• **Brief 1**
List every distinct username under which a post appears in the forum thread about the Outback Sydney Edition.
• **Brief 2**
Reproduce the Sydney Edition forum thread from "I took a look" to "an inch throughout.", substituting "fifth wheel" for "rig".
• **Brief 3**
Continue the forum thread about the Outback Sydney Edition from where it stops.

• **Selected passage**
################

# Met NEW Outbackers At Steve Casey's RV



## Castle Rock Outbackers (Jan 18, 2004)

Outbackers,

I picked up my 26 RS from its first trip for service yesterday. As I was hitching up, a new Outback Sydney Edition 5-er pulled up behind me. I asked the lady taking notes if it was her new Outback. She said, yes, so I told her about Outbackers.com. We'll see if they make an appearance here.

Randy


----------



## djd1023 (Sep 29, 2003)

What's the Sydney Edition?


----------



## Y-Guy (Jan 30, 2004)

Good promo Randy! Did you look inside the 5er?

djd1023, the Sydney Editions are the 5th Wheel Outbacks


----------



## CamperDC (Oct 30, 2003)

I asked this question a while back. Here is what I received in a different thread:

"The Sydney Edition comes with what they call the Sydney Designer and the Sydney Comfort packages. These packages give you a lot of optional equipment as standard; Wallpaper borders, Glass Shower Door, Hide-a-bed Sofa, Chrome Bumper Cover, 6-panel Frig Door, 15,000 BTU Air, Folding Entry Handle, 20" Stereo TV, Microwave, Awning, Rechargable Vac & Flashlight, Recessed Cutting Board, Paper Towel Holder and Trash Container."

I took a look at the Bunk House 5er the other day with the Sydney package and I have to say its a nice looking rig. I could not get over the amount of storage it had and the finish was real nice. I have the itch real bad.


----------



## Castle Rock Outbackers (Jan 18, 2004)

Hey Y,

They were going through their PDI / walk-through, so I was not going to ask for a tour. The thing I like most about 5-ers is the headroom. Tall ceilings in those. I can stand up straight in my 26 RS only without shoes on, or with shoes on while standing directly underneath a vent. Other than that, I duck an inch throughout.

The thing I like most about the trailers (non 5-er) is the queen slide. Love having a 26 foot camper that feels like a 31 footer.

Randy


----------



## Y-Guy (Jan 30, 2004)

Maybe I'm wrong, does the Outback TT have a Sydney edition? I thought it was only for the 5ers. My dealer sure didn't lead me to belive there were any other options or that it was available for the TTs.


----------



## Castle Rock Outbackers (Jan 18, 2004)

I don't think TTs come with the Sydney Edition. Only the mid-profile 5-ers.

Randy


----------



## Puredrifting (May 7, 2004)

Hi everyone:

I just brought our new Outback Sydney Edition 29F-BH-S home yesterday. It has everything that was mentioned here and more. Fortunately, the dealer we bought from only orders them wiith every option possible so we also got the outside grill, outside shower, the wireless remote control for the AC/air system, etc.

It's a very nice unit. The list was $31,000.00 and FWIW, we got ours for $23,000.00 which makes it not a very large jump up in price from the Outback TTs. Have not camped in it yet, but we did look at 25 different BHs on the market before landing on the Outback.

If any of you have any questions about the Outback 5er, feel free to ask, I now have one sitting in the driveway so I can check things and post back.

All the best,

Dan


----------



## shooter (Mar 16, 2004)

Hey Dan, 
was it worth the wait and all the experience? I hope so, we still haven't been able to use all the storage and haven't found anything wrong less the heat issue in the upper bedroom (of course that hasn't been much reason for stress recently).

################

• **Data excerpt**

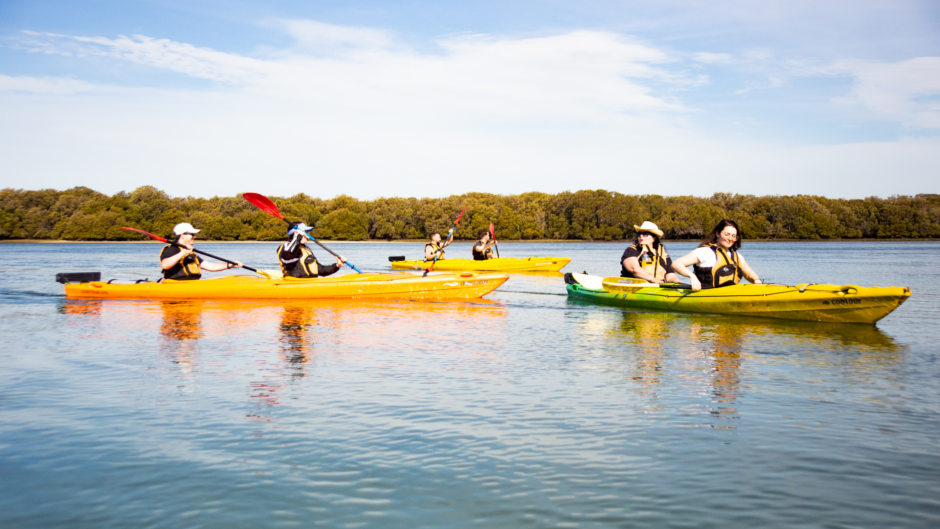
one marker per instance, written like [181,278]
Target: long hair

################

• **Output 1**
Castle Rock Outbackers
djd1023
Y-Guy
CamperDC
Puredrifting
shooter

• **Output 2**
I took a look at the Bunk House 5er the other day with the Sydney package and I have to say its a nice looking fifth wheel. I could not get over the amount of storage it had and the finish was real nice. I have the itch real bad.


----------



## Castle Rock Outbackers (Jan 18, 2004)

Hey Y,

They were going through their PDI / walk-through, so I was not going to ask for a tour. The thing I like most about 5-ers is the headroom. Tall ceilings in those. I can stand up straight in my 26 RS only without shoes on, or with shoes on while standing directly underneath a vent. Other than that, I duck an inch throughout.

• **Output 3**
Just wanted to say hi and hope everything is going well with the new unit.
Craig


----------



## Mrs. Grillmeister (Jun 5, 2004)

action

Puredrifting,

Please tell me about your purchase experience. We looked at the 29 last weekend and were very impressed at the amount of room for a 29 ft 5th wheel.
Did your's come with an oven? How did you negotiate your price? We want to use our's like a weekender and keep it parked at the lake.


----------



## Mrs. Grillmeister (Jun 5, 2004)

action

Shooter,

What exactly happened with the heat in the upper bedroom and were you able to get it fixed.

Mrs. G.


----------



## Sasha (Apr 13, 2004)

I also had the issue with the heat in the upper bedroom, or lack thereof. Had the dealer look at it, and they found a hole in the duct which they repaired, and the duct work was not attached to the vent properly. Although there is not a huge amount of air flow, it's a lot better then before. I close off the floor duct in the rear bedroom with magnetic register covers, since the kids complain it gets too hot back there. I keep these magnetic covers on during the summer to keep dirt from getting in the vents. I will also be putting silicone around the flooring where the vents are to keep it from billowing up when the heat is on.


----------



## shooter (Mar 16, 2004)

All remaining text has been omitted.